# CHALLENGE A
In the records, edit the lines from the one containing "Highlight black handbag in the picture above." up to and including the one containing "[144,122,169,144]" so that "windshield" becomes "windscreen", leaving everything else untouched.
── PAGE TEXT ──
### Group Details

Group ID - 112
Dataset Name - Movie Review - (Data-Review_Polarity)




### Import required libraries and ignore the warning messages.

In [1]:
# If missing, then install the required libabries here.

# pip install nltk

In [2]:
import tarfile 
import nltk
import pandas as pd
from nltk.stem.wordnet import WordNetLemmatizer       #lemmatization
from nltk.corpus.reader import NOUN, VERB, ADJ, ADV
from collections import defaultdict
from nltk.corpus import wordnet

from nltk.tokenize import word_tokenize
import string #punctuation
from nltk.corpus import stopwords
import os #read documents
import re #url

from sklearn.model_selection import KFold
from sklearn.model_selection import ShuffleSplit
from random import shuffle
import numpy as np

from sklearn.feature_extraction.text import CountVectorizer
from sklearn.feature_extraction.text import TfidfTransformer

from sklearn.naive_bayes import GaussianNB             #Import Gaussian Naive Bayes model
from sklearn.naive_bayes import MultinomialNB
from sklearn.naive_bayes import ComplementNB
from sklearn.naive_bayes import BernoulliNB
from sklearn import metrics                            #Import scikit-learn metrics module for accuracy calculation
from sklearn.ensemble import RandomForestClassifier    #RandomForestClassifier
from sklearn.ensemble import GradientBoostingClassifier #GradientBoostingClassifier
from sklearn import svm
from sklearn.linear_model import LogisticRegression

from sklearn import metrics
# Ignore warnings
import warnings
warnings.filterwarnings('ignore')

In [3]:
# Download stopwords and use English stopwords as we have reviews in english language.
nltk.download('stopwords')
stop_en = stopwords.words("english")

[nltk_data] Downloading package stopwords to
[nltk_data]     C:\Users\P10506243\AppData\Roaming\nltk_data...
[nltk_data]   Package stopwords is already up-to-date!


In [4]:
# sets of punctuation
punctuation_translator = str.maketrans("","",string.punctuation)

### Extract the data

In [5]:
## open file 
#import tarfile 
#file = tarfile.open('review_polarity.tar.gz') 
# extracting file 
#file.extractall('./Extracted Data') 
#file.close()

### Read and clean the data

Apply Tokenization (It will split the review data into single word).
Remove single character, punctuation, stop words and web links
Apply lemmitization (The process of converting a word to its base form)
Apply POS Tag (POS tagger is used to assign grammatical information of each word of the sentence.)

In [6]:
def read_document_and_remove_messy_text(path, stop_words, punctuation_translator):
    file = open(path, 'rb');
    content = file.read()
    words = word_tokenize(str(content))
    
    words_without_punctuation = []  
    for word in words:
        word = word.translate(punctuation_translator)
        if len(word)>2:  #don't add empty strings or irrelevant one
            words_without_punctuation.append(word)
    #print(words_without_punctuation)
    
    words_without_stop_words_and_punctuation = [word for word in words_without_punctuation if not word in stop_en]
    #print(words_without_stop_words_and_punctuation)
    
    words_without_stop_words_punctuation_and_url = []
    for word in words_without_stop_words_and_punctuation:
        word = re.sub(r"http\S+", "", word)
───
# CHALLENGE B
Pick up the movie review notebook after its final line and keep writing it.
── MATERIAL ──
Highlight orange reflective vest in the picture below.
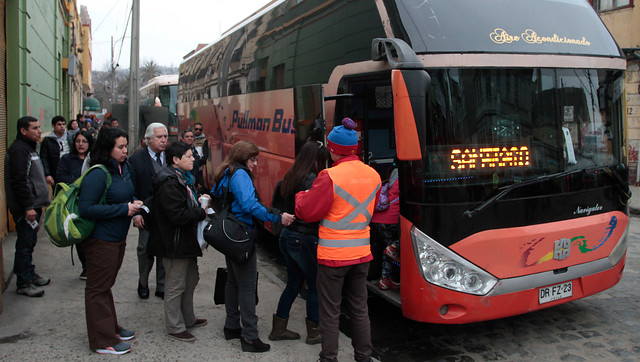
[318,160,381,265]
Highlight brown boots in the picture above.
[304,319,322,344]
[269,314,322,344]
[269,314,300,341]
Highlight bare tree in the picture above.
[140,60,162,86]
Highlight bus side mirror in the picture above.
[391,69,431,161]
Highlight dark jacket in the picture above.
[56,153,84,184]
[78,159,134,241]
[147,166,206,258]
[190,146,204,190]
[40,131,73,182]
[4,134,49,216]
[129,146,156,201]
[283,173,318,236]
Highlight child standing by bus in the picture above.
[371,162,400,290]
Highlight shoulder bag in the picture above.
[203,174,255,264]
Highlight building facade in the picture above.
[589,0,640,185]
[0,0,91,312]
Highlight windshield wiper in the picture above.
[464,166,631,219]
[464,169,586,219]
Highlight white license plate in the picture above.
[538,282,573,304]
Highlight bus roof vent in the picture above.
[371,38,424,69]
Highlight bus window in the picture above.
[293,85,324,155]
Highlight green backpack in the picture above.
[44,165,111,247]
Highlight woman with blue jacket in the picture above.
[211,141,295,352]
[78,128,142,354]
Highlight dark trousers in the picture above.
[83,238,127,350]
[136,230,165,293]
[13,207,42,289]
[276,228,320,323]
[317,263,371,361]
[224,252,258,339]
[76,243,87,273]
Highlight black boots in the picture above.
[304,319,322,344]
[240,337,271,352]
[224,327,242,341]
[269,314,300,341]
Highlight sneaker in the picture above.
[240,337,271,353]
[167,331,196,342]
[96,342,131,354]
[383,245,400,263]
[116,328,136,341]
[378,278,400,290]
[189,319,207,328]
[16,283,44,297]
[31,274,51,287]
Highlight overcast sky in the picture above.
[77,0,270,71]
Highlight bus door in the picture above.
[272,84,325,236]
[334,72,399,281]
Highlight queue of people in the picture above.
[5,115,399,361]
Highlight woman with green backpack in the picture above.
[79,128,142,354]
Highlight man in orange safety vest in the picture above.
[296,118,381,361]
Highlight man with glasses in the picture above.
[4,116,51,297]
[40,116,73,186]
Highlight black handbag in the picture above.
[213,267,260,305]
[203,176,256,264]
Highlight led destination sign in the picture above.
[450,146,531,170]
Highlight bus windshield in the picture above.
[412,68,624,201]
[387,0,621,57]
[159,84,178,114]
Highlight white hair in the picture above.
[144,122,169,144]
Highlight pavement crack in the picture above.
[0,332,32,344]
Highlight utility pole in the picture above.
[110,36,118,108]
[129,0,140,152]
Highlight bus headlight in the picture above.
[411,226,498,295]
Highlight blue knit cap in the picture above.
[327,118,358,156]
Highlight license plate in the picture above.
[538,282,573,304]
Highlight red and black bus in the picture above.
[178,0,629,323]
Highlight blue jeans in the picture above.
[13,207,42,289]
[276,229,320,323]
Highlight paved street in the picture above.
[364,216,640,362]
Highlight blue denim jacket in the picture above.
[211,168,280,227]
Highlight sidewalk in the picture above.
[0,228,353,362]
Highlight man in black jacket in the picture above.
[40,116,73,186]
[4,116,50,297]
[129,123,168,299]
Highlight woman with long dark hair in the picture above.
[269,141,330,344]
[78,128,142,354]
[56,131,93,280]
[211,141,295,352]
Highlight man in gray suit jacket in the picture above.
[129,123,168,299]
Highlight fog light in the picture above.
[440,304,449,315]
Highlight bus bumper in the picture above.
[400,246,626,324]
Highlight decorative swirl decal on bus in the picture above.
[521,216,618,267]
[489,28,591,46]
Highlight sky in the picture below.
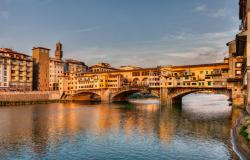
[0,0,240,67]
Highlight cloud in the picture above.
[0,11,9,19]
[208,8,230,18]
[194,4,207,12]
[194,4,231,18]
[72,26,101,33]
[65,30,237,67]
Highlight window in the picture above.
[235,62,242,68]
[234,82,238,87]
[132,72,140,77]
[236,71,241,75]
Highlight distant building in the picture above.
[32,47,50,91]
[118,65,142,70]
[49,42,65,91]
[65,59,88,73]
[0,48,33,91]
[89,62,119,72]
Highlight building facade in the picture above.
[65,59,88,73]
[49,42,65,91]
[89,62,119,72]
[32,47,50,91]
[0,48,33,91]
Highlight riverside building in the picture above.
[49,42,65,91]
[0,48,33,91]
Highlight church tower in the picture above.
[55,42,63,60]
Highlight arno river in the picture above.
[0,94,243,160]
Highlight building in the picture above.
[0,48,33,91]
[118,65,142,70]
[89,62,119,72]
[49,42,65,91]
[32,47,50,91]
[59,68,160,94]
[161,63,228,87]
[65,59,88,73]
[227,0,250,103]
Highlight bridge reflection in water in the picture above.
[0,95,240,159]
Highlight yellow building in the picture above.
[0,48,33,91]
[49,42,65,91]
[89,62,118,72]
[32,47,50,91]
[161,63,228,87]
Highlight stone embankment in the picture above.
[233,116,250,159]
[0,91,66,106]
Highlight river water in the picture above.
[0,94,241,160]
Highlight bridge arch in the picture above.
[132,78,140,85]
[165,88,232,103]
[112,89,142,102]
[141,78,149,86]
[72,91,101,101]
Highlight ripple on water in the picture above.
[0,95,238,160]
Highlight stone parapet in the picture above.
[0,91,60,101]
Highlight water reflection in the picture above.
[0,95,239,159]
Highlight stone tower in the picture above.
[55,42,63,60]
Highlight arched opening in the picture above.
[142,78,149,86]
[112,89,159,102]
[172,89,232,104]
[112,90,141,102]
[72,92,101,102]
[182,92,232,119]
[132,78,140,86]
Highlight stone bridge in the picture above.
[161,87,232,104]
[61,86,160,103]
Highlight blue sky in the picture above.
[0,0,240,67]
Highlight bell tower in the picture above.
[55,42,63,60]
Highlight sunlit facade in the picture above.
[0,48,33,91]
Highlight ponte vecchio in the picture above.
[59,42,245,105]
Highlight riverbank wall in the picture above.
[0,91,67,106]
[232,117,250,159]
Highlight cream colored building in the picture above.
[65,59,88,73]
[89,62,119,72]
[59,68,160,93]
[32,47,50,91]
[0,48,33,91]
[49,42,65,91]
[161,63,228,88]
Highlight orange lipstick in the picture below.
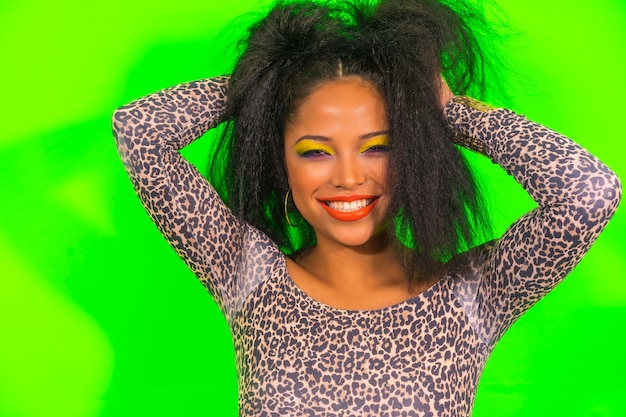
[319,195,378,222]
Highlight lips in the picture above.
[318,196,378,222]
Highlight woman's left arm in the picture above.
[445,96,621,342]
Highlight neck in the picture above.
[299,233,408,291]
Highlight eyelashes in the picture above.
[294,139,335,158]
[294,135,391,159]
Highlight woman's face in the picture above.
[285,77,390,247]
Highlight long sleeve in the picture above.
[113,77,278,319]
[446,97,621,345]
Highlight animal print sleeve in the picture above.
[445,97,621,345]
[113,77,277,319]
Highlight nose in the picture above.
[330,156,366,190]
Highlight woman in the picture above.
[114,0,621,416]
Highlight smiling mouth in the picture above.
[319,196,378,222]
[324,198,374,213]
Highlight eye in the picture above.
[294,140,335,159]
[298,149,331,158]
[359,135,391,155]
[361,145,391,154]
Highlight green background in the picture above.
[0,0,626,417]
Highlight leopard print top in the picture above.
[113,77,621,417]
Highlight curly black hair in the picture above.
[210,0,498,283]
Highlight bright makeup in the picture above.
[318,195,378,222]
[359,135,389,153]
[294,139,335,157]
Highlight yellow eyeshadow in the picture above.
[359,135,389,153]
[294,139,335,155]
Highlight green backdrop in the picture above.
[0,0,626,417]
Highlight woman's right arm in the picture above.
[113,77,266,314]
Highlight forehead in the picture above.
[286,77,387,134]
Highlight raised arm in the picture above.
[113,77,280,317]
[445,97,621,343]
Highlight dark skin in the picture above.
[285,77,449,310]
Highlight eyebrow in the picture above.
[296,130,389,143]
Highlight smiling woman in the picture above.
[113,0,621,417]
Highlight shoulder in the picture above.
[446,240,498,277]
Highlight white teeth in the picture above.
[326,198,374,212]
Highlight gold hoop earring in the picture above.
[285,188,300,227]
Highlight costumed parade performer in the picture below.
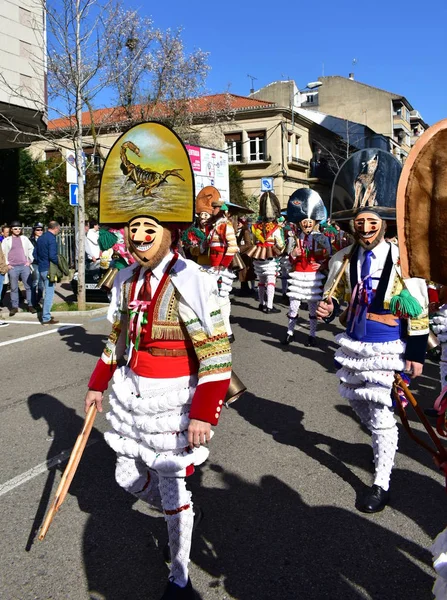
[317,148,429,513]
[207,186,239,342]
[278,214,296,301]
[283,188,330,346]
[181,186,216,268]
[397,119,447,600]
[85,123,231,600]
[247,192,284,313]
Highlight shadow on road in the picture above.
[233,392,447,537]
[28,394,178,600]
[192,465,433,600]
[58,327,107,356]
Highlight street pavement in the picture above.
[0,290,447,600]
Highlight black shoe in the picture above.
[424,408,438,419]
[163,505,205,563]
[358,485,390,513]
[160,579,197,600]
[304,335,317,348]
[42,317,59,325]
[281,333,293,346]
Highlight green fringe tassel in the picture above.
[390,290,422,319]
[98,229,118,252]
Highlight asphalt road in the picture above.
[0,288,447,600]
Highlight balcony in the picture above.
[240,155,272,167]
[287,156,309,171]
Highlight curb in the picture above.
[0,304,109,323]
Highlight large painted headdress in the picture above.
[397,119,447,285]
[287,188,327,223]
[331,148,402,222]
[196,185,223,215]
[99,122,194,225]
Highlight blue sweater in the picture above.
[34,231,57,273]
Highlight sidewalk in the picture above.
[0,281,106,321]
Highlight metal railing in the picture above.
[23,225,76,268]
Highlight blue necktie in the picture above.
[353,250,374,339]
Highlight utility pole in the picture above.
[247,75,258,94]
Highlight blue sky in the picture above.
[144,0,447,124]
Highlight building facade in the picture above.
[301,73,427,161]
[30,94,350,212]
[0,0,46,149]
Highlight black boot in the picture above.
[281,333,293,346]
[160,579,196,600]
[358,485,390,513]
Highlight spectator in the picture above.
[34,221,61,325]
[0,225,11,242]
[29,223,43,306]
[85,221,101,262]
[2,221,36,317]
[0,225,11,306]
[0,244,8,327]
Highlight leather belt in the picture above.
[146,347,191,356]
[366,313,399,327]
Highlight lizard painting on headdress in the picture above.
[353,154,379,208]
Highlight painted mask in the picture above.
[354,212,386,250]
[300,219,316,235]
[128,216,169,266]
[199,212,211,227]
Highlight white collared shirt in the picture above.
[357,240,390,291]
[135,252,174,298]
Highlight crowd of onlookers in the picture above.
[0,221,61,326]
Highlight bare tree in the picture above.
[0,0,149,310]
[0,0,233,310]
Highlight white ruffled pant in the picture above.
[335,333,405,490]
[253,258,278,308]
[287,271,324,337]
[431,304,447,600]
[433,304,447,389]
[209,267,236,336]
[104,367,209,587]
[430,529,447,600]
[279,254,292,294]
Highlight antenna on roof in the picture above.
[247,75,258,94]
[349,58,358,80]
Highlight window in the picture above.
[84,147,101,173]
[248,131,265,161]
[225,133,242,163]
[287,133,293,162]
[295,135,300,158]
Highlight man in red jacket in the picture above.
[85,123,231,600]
───
# TASK RESULT A
Highlight black handbag in the picture above.
[213,267,260,305]
[203,176,256,264]
Highlight led destination sign in the picture above.
[450,146,531,170]
Highlight bus windscreen in the picture above.
[412,68,624,201]
[387,0,621,57]
[159,84,178,114]
Highlight white hair in the picture above.
[144,122,169,144]

# TASK RESULT B
        words_without_stop_words_punctuation_and_url.append(word)
    
    # Lemmatization is the process of converting a word to its base form
    lemmatizer = WordNetLemmatizer()
    tag_map = defaultdict(lambda : wordnet.NOUN)
    tag_map['N'] = wordnet.NOUN
    tag_map['J'] = wordnet.ADJ
    tag_map['V'] = wordnet.VERB
    tag_map['R'] = wordnet.ADV
    
    # POS Tagging in NLTK is a process to mark up the words in text format for a particular part of a speech based on its definition and context
    tags = nltk.pos_tag(words_without_stop_words_punctuation_and_url)
    lemmas = [lemmatizer.lemmatize(token,tag_map[tag[0]]) for token,tag in tags]
    
    return lemmas


In [None]:
# Read each and every file, and pass the review data for cleansing purpose.

def clean_all_documents(folder_path, stop_words, punctuation_translator):
    file_names = os.listdir(folder_path)
    documents = [read_document_and_remove_messy_text(folder_path+'/'+file_name, stop_words, punctuation_translator) 
                 for file_name in file_names]
    return documents

negative_docs = clean_all_documents("Extracted Data/txt_sentoken/neg",stop_en, punctuation_translator)
positive_docs = clean_all_documents("Extracted Data/txt_sentoken/pos",stop_en, punctuation_translator)

In [None]:
# create list for all consolidated positive and negative reviews
all_documents_string_array = []
for i in range(len(negative_docs)):
    sentence = ' '.join(negative_docs[i])
    all_documents_string_array.append(sentence)
for i in range(len(positive_docs)):
    sentence = ' '.join(positive_docs[i])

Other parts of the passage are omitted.